Records for this exercise START

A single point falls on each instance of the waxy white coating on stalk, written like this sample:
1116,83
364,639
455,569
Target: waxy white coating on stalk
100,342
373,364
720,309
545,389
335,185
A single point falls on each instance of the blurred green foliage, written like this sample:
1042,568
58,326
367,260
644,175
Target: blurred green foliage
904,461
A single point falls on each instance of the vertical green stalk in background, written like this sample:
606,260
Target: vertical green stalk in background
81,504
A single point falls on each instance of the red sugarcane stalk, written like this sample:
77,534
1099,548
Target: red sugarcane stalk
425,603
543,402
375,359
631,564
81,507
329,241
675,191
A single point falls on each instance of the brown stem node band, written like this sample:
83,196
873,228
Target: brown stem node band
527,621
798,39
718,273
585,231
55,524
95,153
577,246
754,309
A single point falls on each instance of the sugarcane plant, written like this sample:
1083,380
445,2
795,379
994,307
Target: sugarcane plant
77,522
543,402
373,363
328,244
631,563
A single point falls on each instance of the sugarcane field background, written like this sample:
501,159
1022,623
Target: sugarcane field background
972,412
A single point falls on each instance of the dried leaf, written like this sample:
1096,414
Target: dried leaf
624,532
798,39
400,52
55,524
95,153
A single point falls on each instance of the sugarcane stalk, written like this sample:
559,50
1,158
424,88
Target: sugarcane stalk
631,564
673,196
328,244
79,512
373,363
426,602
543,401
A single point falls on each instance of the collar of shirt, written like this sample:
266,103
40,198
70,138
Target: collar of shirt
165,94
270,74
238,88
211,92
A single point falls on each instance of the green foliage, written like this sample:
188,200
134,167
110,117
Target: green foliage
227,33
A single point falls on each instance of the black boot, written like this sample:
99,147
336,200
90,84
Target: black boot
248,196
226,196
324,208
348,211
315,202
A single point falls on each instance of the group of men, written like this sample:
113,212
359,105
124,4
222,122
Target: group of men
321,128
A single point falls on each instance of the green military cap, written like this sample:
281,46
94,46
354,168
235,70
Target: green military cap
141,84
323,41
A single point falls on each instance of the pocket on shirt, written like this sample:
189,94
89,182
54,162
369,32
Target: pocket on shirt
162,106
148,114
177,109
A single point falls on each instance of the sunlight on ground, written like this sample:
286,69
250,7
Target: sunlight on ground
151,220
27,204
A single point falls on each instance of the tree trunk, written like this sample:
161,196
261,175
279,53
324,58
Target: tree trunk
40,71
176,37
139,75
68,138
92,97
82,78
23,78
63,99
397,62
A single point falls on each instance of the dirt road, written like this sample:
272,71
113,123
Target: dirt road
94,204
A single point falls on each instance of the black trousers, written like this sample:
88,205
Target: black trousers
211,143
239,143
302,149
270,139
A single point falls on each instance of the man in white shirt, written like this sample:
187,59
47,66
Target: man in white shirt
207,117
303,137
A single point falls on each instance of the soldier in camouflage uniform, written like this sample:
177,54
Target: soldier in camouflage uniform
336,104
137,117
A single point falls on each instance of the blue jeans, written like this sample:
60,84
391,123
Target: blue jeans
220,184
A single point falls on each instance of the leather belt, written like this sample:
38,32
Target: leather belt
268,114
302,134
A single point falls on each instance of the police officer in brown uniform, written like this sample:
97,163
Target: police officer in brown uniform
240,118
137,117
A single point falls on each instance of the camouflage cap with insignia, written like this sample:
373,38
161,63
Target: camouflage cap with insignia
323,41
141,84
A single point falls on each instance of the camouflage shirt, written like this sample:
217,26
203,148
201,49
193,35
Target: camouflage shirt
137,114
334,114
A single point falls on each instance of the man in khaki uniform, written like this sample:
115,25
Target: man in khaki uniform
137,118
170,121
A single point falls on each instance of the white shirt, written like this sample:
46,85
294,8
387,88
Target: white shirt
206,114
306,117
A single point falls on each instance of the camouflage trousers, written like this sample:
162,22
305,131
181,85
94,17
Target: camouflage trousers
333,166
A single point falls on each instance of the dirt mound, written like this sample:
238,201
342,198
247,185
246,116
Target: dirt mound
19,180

Records for this exercise END

Task requirements:
Output the entire listing precisely as it stands.

Result below:
A single point falls on each instance of the waxy white coating on stalk, written like this sample:
1116,83
364,639
455,569
Target: waxy white coating on stalk
100,342
373,364
720,309
545,389
335,185
A single point falls on each instance of the blurred green foliage, written like this sample:
1042,568
58,326
367,260
644,175
Target: blurred green foliage
904,461
A single point falls on each instance of the vertical green stalk in background, written like this sample:
606,260
Target: vertical green stalk in background
81,504
A single point falls on each instance of the red sugarcane stalk, written like this sample:
77,534
1099,548
Target: red sugarcane stalk
425,603
543,402
375,359
631,564
81,507
329,241
675,191
A single point falls on each instance of the brown stem node band, written like this sample:
83,196
873,228
Target: brown stem node band
527,621
798,39
718,273
585,231
55,524
95,153
577,246
754,309
A single point falls on each instance of the sugarcane plant, written like this sample:
1083,380
445,2
795,379
994,307
Target: sugarcane plant
77,522
543,402
373,363
328,244
631,563
A single point falls on each instance of the sugarcane field background, written like this sample:
501,159
1022,623
Target: sugarcane field background
972,412
A single point falls on each instance of the dried leaf, written like this sample:
1096,414
Target: dried leaf
624,532
798,39
400,52
55,524
95,153
A single point falls on each instance of the sugarcane stalk, written like this sample:
559,50
1,158
424,88
Target: sugarcane stalk
631,564
673,196
328,244
79,512
373,363
426,602
543,401
A single point falls on each instance of the collar of shirt, written like this sample:
266,103
40,198
70,138
Target: collar of shirt
165,94
270,74
238,88
211,92
A single point falls on each instance of the green foliage, written like this sample:
188,200
134,167
110,117
Target: green foliage
227,33
A single point falls on each instance of the black boot, written like this sample:
99,147
336,200
90,84
Target: black boot
248,196
226,196
324,208
348,211
315,202
A single point falls on each instance of the group of men, written like this sample:
113,212
359,105
124,4
222,122
Target: group of men
321,128
A single point falls on each instance of the green military cap, written like this sample:
281,46
94,46
354,168
235,70
Target: green military cap
141,84
323,41
A single point falls on each instance of the pocket on shirt, written like this sample:
189,94
89,182
54,162
369,32
Target: pocket on shirt
162,106
148,114
177,109
A single point falls on each instance of the sunlight on ground, written like this sample:
286,69
250,7
Target: sunlight on ground
151,220
27,204
A single point falls on each instance of the tree trunk, written like this sample:
161,196
261,175
279,53
324,58
Target: tree trunk
40,71
176,37
139,75
68,138
92,97
82,78
23,78
63,99
397,62
A single point falls on each instance of the dirt road, written like this sample:
272,71
113,123
Target: dirt road
94,204
A single point falls on each instance of the black trousers, written like this sample:
88,205
Target: black trousers
211,143
239,143
302,149
270,139
A single point falls on each instance of the man in white shirt, written like this sample:
187,59
47,66
Target: man in white shirt
207,117
303,137
A single point falls on each instance of the soldier in camouflage uniform, written like this sample:
177,54
Target: soldier in camouflage uniform
336,104
137,117
A single point falls on each instance of the blue jeans, written like this sample:
60,84
391,123
Target: blue jeans
220,184
A single point falls on each instance of the leather belt, written like this sample:
38,32
Target: leather belt
268,114
302,134
A single point falls on each instance of the police officer in brown uniform, written like this sample:
97,163
Target: police officer in brown uniform
240,118
137,117
A single point falls on each instance of the camouflage cap with insignia, written like this sample:
373,38
161,63
Target: camouflage cap with insignia
323,41
141,84
A single point falls on each instance of the camouflage shirt, written like this sample:
217,26
203,148
201,49
193,35
Target: camouflage shirt
137,114
334,114
A single point falls on each instance of the man in khaki uniform, written like this sample:
115,25
Target: man in khaki uniform
137,118
170,121
A single point falls on each instance of the white shirt, written like this sample:
46,85
294,8
387,88
Target: white shirt
206,114
306,117
A single point falls on each instance of the camouflage trousers, written like this sample:
162,22
305,131
181,85
94,17
Target: camouflage trousers
333,166
A single point falls on each instance of the dirt mound, written like this sample:
238,201
342,198
247,185
246,116
Target: dirt mound
19,180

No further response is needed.